British nutritionist

Susan Ann Jebb (born 24 August 1964) is Chair of the United Kingdom's Food Standards Agency and Professor of Diet and Population Health at the Nuffield Department of Primary Care Health Sciences, University of Oxford. She is also a senior research fellow at Jesus College.

==Education==
She is the eldest daughter of Roy Parkinson of Cheadle Hulme.

Jebb earned her undergraduate degree in nutrition from the University of Surrey in 1986, qualifying as a state registered dietitian before completing a PhD at the University of Cambridge in 1990, which investigated methods of measuring body composition.

==Career==
At the Dunn Clinical Nutrition Centre in the early 1990s, she worked with Sally Poppitt, where she became head of obesity research She took up her current professorship at Oxford in 2013. In 1997 she said 'alcohol in moderation can be good for you, but it must be in moderation'. In 2015, she was criticised in an investigation by the British Medical Journal for her closeness to the sugar industry.

### [Exercise data]
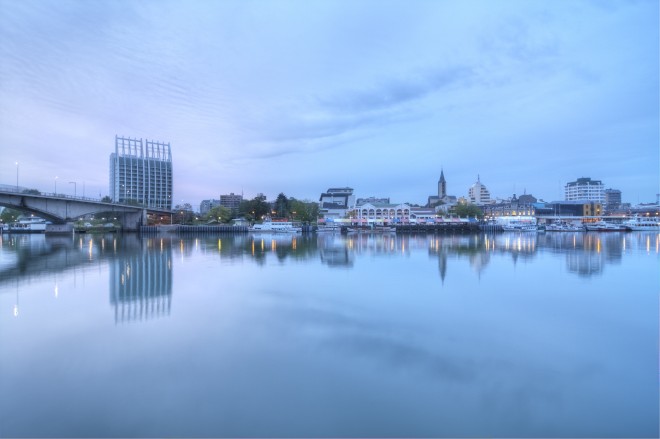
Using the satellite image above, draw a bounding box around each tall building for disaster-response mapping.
[438,169,447,200]
[564,177,605,204]
[110,136,172,210]
[605,189,621,210]
[319,187,355,219]
[468,175,490,205]
[220,192,243,214]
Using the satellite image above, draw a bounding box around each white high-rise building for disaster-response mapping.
[564,177,605,204]
[110,136,172,210]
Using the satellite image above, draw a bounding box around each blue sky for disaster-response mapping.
[0,0,660,206]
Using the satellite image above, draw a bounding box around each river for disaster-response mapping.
[0,232,660,437]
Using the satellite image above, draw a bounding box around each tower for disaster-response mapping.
[438,169,447,199]
[110,136,172,209]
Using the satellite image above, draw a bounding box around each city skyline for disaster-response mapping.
[0,0,660,206]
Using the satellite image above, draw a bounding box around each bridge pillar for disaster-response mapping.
[46,223,73,235]
[119,209,147,232]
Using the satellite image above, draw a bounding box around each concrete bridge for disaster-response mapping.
[0,186,172,233]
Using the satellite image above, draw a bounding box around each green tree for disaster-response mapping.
[273,192,291,218]
[452,204,484,218]
[238,194,270,221]
[204,206,232,223]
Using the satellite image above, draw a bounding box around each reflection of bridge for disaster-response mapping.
[0,187,172,232]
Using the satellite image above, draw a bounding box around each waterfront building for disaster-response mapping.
[319,187,355,219]
[564,177,605,204]
[537,200,603,216]
[355,197,390,206]
[468,175,491,206]
[482,194,537,218]
[199,200,220,215]
[351,203,410,224]
[605,188,621,210]
[220,192,243,215]
[110,136,172,210]
[426,169,456,212]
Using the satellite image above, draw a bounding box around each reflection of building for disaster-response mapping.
[468,176,490,205]
[110,243,172,322]
[319,187,355,219]
[564,177,605,204]
[110,136,172,209]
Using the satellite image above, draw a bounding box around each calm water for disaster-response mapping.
[0,232,660,437]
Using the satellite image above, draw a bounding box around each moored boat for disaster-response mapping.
[3,218,46,233]
[248,219,302,233]
[623,215,660,232]
[584,220,626,232]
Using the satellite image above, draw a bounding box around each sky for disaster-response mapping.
[0,0,660,208]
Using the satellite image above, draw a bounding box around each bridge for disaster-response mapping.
[0,185,172,233]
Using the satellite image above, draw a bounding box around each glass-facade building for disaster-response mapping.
[110,136,172,210]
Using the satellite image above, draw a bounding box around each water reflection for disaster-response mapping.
[109,238,172,322]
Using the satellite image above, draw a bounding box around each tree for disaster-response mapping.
[273,192,291,218]
[452,204,484,218]
[204,206,232,223]
[238,195,270,221]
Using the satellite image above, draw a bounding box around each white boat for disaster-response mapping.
[248,219,302,233]
[623,215,660,232]
[3,218,47,233]
[545,221,584,232]
[502,220,538,232]
[584,220,626,232]
[316,224,341,233]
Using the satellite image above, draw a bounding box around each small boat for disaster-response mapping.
[585,220,626,232]
[502,220,539,232]
[545,221,584,232]
[623,215,660,232]
[248,219,302,233]
[7,218,47,233]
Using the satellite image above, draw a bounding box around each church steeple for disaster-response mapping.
[438,168,447,198]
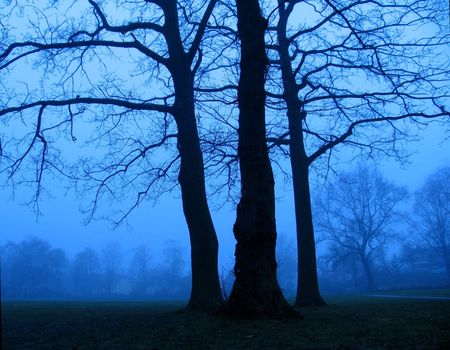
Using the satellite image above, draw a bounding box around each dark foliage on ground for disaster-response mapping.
[2,297,450,350]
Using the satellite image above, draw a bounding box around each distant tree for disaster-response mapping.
[73,248,101,297]
[101,242,123,295]
[0,0,223,309]
[130,245,152,296]
[267,0,450,306]
[2,238,67,299]
[411,166,450,282]
[317,166,408,290]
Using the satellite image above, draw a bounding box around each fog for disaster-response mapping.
[0,134,449,300]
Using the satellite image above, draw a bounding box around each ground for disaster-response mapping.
[2,291,450,350]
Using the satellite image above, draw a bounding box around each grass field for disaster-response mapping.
[2,291,450,350]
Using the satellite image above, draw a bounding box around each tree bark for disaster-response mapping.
[166,1,224,310]
[277,1,325,307]
[227,0,295,317]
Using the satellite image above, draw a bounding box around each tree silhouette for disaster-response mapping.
[317,167,408,290]
[267,0,450,306]
[0,0,223,309]
[411,166,450,281]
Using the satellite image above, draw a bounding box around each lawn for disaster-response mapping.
[2,296,450,350]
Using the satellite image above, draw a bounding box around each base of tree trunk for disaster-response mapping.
[294,295,327,308]
[222,291,302,319]
[185,298,225,312]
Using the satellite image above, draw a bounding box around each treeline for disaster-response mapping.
[0,238,191,300]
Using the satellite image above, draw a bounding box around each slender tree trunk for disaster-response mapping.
[227,0,294,317]
[174,74,223,310]
[165,1,224,310]
[277,1,325,307]
[442,245,450,284]
[360,254,375,291]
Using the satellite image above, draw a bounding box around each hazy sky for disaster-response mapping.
[0,0,450,268]
[0,120,450,269]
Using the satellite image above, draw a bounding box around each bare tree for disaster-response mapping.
[227,0,293,317]
[0,0,223,309]
[317,167,408,290]
[267,0,450,306]
[411,166,450,281]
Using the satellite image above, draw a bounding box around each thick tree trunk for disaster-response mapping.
[277,1,325,307]
[227,0,294,317]
[166,1,224,310]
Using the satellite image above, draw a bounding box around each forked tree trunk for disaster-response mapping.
[166,1,224,310]
[277,1,325,307]
[227,0,294,317]
[174,74,224,310]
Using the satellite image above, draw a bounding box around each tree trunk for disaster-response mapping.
[174,79,224,310]
[166,1,224,310]
[227,0,294,317]
[360,253,375,291]
[442,245,450,284]
[277,1,325,307]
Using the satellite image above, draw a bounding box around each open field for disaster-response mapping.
[2,294,450,350]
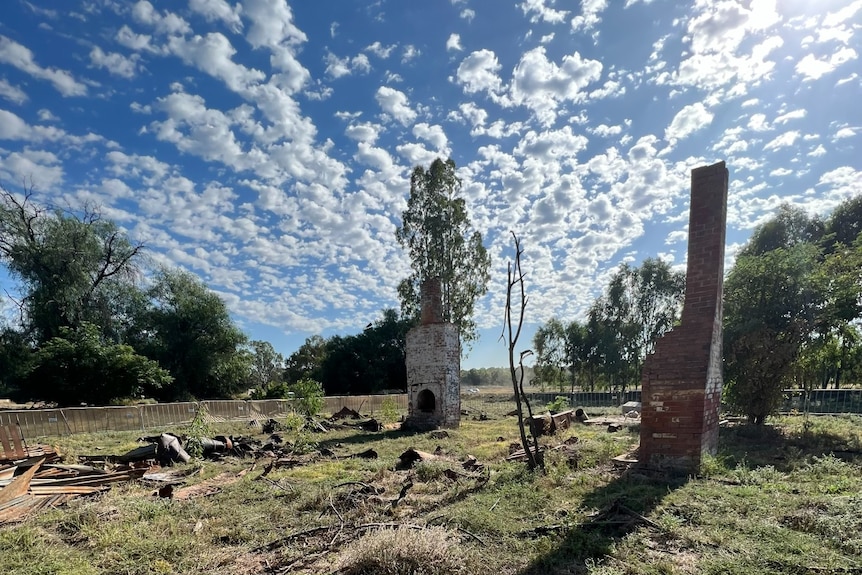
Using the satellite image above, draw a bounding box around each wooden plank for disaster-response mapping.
[8,425,27,459]
[0,461,42,503]
[0,425,13,459]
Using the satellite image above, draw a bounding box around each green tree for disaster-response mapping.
[284,335,328,383]
[585,258,685,391]
[0,327,35,400]
[395,158,491,347]
[533,318,568,392]
[826,194,862,251]
[26,323,171,405]
[0,186,143,343]
[288,379,324,417]
[320,309,413,395]
[565,320,595,391]
[248,340,284,389]
[739,204,825,256]
[136,270,251,400]
[724,243,824,424]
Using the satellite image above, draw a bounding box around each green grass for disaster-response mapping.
[0,409,862,575]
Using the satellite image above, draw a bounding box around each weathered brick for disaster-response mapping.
[640,162,728,468]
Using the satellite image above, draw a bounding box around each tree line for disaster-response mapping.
[533,196,862,423]
[0,159,490,405]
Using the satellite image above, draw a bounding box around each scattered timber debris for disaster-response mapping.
[0,458,146,525]
[329,406,362,421]
[0,425,59,466]
[506,437,579,469]
[530,409,580,437]
[158,469,249,500]
[395,447,440,469]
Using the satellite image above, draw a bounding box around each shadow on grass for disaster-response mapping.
[717,418,862,472]
[520,468,687,575]
[317,428,419,449]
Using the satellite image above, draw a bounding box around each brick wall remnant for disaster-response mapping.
[638,162,728,471]
[404,278,461,430]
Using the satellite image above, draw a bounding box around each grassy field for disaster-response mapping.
[0,414,862,575]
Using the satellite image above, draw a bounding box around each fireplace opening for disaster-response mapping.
[416,389,437,413]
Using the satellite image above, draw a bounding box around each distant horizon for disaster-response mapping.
[0,0,862,368]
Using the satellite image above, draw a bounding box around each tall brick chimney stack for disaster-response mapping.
[419,277,443,325]
[638,162,728,471]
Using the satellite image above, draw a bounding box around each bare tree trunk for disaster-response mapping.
[500,232,544,471]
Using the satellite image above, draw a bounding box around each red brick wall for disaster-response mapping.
[639,162,728,469]
[419,278,443,325]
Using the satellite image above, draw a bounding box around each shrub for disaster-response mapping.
[335,527,477,575]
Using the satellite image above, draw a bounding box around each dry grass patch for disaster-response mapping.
[334,526,480,575]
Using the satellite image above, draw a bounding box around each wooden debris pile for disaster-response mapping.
[0,460,146,525]
[0,425,57,466]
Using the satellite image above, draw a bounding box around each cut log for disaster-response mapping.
[396,447,438,469]
[329,406,362,421]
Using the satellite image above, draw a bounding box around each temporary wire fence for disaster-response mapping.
[0,388,862,437]
[0,394,407,437]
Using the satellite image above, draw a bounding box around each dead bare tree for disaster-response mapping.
[500,232,545,471]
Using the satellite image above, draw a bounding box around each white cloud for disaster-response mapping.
[324,52,371,78]
[413,122,449,153]
[808,144,826,158]
[774,108,808,124]
[590,124,623,138]
[446,32,464,52]
[835,128,856,140]
[243,0,308,49]
[168,32,266,92]
[572,0,608,30]
[511,46,602,126]
[518,0,569,24]
[0,78,27,104]
[90,46,140,78]
[132,0,191,34]
[365,41,398,60]
[673,0,784,95]
[0,110,31,140]
[115,24,157,52]
[0,148,65,190]
[189,0,242,32]
[457,49,503,94]
[38,108,60,122]
[374,86,416,126]
[0,36,87,97]
[763,130,799,151]
[344,122,381,144]
[796,48,858,81]
[664,102,713,141]
[401,44,422,64]
[748,114,772,132]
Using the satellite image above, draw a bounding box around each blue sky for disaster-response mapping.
[0,0,862,368]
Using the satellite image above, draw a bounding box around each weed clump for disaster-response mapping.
[335,527,478,575]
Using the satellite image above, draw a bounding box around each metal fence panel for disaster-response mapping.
[6,389,862,439]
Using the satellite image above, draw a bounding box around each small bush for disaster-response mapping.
[547,395,569,413]
[380,397,400,423]
[288,379,323,416]
[183,404,212,459]
[335,527,478,575]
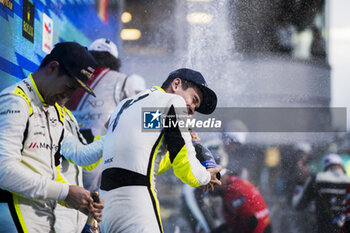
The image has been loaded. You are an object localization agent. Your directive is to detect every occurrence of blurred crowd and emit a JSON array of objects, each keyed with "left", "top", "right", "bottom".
[{"left": 0, "top": 37, "right": 350, "bottom": 233}]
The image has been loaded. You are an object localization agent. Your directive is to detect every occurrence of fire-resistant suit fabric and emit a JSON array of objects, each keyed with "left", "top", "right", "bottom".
[
  {"left": 223, "top": 176, "right": 270, "bottom": 233},
  {"left": 67, "top": 68, "right": 135, "bottom": 191},
  {"left": 100, "top": 87, "right": 210, "bottom": 233}
]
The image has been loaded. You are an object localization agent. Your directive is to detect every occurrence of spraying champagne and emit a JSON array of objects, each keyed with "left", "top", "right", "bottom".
[{"left": 81, "top": 192, "right": 101, "bottom": 233}]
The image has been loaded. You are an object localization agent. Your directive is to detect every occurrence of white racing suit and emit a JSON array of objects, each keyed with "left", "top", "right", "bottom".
[
  {"left": 67, "top": 68, "right": 135, "bottom": 191},
  {"left": 100, "top": 87, "right": 210, "bottom": 233},
  {"left": 0, "top": 75, "right": 69, "bottom": 232}
]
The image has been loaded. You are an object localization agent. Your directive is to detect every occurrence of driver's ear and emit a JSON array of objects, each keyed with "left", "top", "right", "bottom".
[{"left": 172, "top": 78, "right": 181, "bottom": 91}]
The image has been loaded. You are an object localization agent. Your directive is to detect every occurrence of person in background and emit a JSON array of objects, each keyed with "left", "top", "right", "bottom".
[
  {"left": 0, "top": 42, "right": 103, "bottom": 232},
  {"left": 293, "top": 153, "right": 350, "bottom": 233},
  {"left": 211, "top": 171, "right": 272, "bottom": 233},
  {"left": 66, "top": 38, "right": 146, "bottom": 191}
]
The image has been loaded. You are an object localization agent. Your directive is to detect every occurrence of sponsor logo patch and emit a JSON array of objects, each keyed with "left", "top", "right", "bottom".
[{"left": 22, "top": 0, "right": 34, "bottom": 43}]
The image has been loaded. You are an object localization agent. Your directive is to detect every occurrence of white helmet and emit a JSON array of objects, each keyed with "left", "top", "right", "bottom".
[
  {"left": 322, "top": 153, "right": 343, "bottom": 170},
  {"left": 89, "top": 38, "right": 119, "bottom": 58},
  {"left": 223, "top": 119, "right": 248, "bottom": 144}
]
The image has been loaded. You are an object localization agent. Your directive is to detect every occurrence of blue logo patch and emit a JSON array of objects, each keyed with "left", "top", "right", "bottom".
[{"left": 143, "top": 110, "right": 162, "bottom": 129}]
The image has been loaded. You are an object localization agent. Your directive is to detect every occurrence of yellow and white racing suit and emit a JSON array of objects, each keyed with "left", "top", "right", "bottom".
[
  {"left": 0, "top": 75, "right": 69, "bottom": 232},
  {"left": 100, "top": 87, "right": 210, "bottom": 233},
  {"left": 55, "top": 107, "right": 88, "bottom": 233}
]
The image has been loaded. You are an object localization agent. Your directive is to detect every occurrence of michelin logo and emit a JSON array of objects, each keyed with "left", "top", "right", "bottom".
[{"left": 143, "top": 110, "right": 162, "bottom": 129}]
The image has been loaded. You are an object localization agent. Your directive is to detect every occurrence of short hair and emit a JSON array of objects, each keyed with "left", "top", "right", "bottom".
[
  {"left": 161, "top": 77, "right": 198, "bottom": 90},
  {"left": 39, "top": 54, "right": 68, "bottom": 76},
  {"left": 89, "top": 50, "right": 121, "bottom": 71}
]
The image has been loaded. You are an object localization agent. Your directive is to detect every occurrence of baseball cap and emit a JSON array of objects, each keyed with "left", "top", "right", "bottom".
[
  {"left": 168, "top": 68, "right": 217, "bottom": 114},
  {"left": 322, "top": 153, "right": 343, "bottom": 170},
  {"left": 89, "top": 38, "right": 119, "bottom": 58},
  {"left": 47, "top": 42, "right": 97, "bottom": 96}
]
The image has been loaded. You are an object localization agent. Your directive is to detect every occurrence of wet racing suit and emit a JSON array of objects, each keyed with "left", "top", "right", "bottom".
[
  {"left": 100, "top": 87, "right": 210, "bottom": 233},
  {"left": 0, "top": 74, "right": 69, "bottom": 232},
  {"left": 66, "top": 68, "right": 135, "bottom": 191}
]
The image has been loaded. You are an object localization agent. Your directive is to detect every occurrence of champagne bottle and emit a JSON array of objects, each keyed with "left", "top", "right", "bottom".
[{"left": 81, "top": 192, "right": 101, "bottom": 233}]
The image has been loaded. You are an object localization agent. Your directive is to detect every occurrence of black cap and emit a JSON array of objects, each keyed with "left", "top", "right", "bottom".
[
  {"left": 48, "top": 42, "right": 97, "bottom": 96},
  {"left": 168, "top": 68, "right": 217, "bottom": 114}
]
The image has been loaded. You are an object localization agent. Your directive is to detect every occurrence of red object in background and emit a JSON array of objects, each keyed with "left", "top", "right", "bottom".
[{"left": 223, "top": 176, "right": 270, "bottom": 233}]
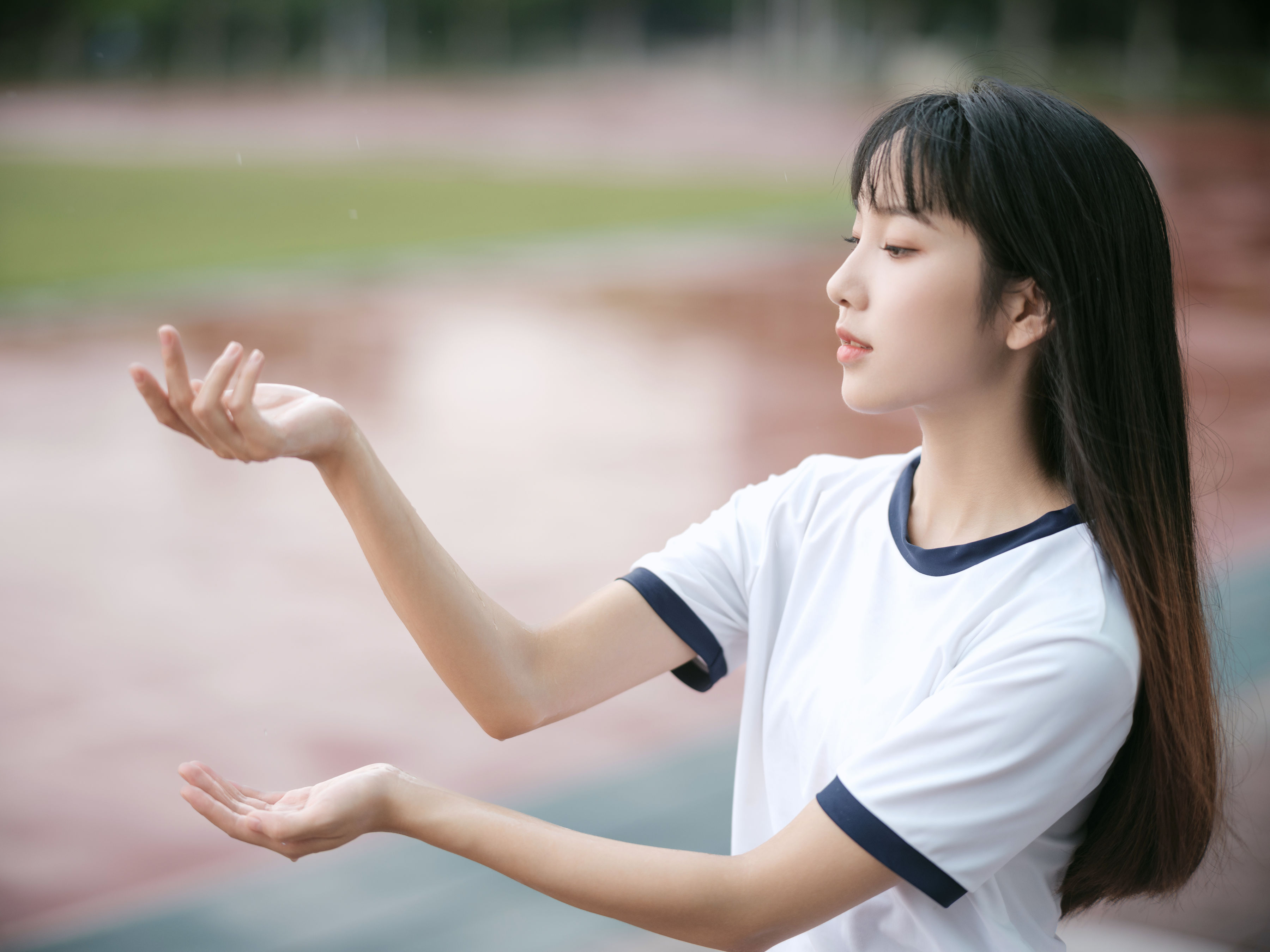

### [About this exercise]
Extend the biography of nutritionist Susan Jebb past its last sentence in the same encyclopedic register.

### [Result below]
Jebb's research has suggested that a referral to commercial weight management weight loss programmes delivered in the community may be a cost-effective way to treat obesity in primary care. Her more recent work has studied how our perception of portion size as normal or smaller than normal can affect the amount of food we eat, and how shoppers can be influenced to choose decreased salt alternatives at the grocery store.

Jebb is a member of The Times Health Commission. In January 2023, her comments were the subject of some media attention after she appeared to compare bringing cake into the workplace to passive smoking.

==Personal life==
When at Cambridge, she lived in Steeple Morden, near Royston, Hertfordshire and later in Great Shelford; she now lives in Shropshire.

Her husband is the son of Lionel Jebb and Corinna Hawkesworth, with sister Sophie and brother Andrew. Her husband, born in 1961, grew up at Dudleston Grange in Shropshire.

Her husband's mother was the daughter of a Shrewsbury School teacher, and her husband's father attended Shrewsbury School. Her husband's father was High Sheriff of Shropshire from 1991-92, and Chairman of the Governors of Adcote School in the 1990s. Her husband is a relative of novelist Minette Walters.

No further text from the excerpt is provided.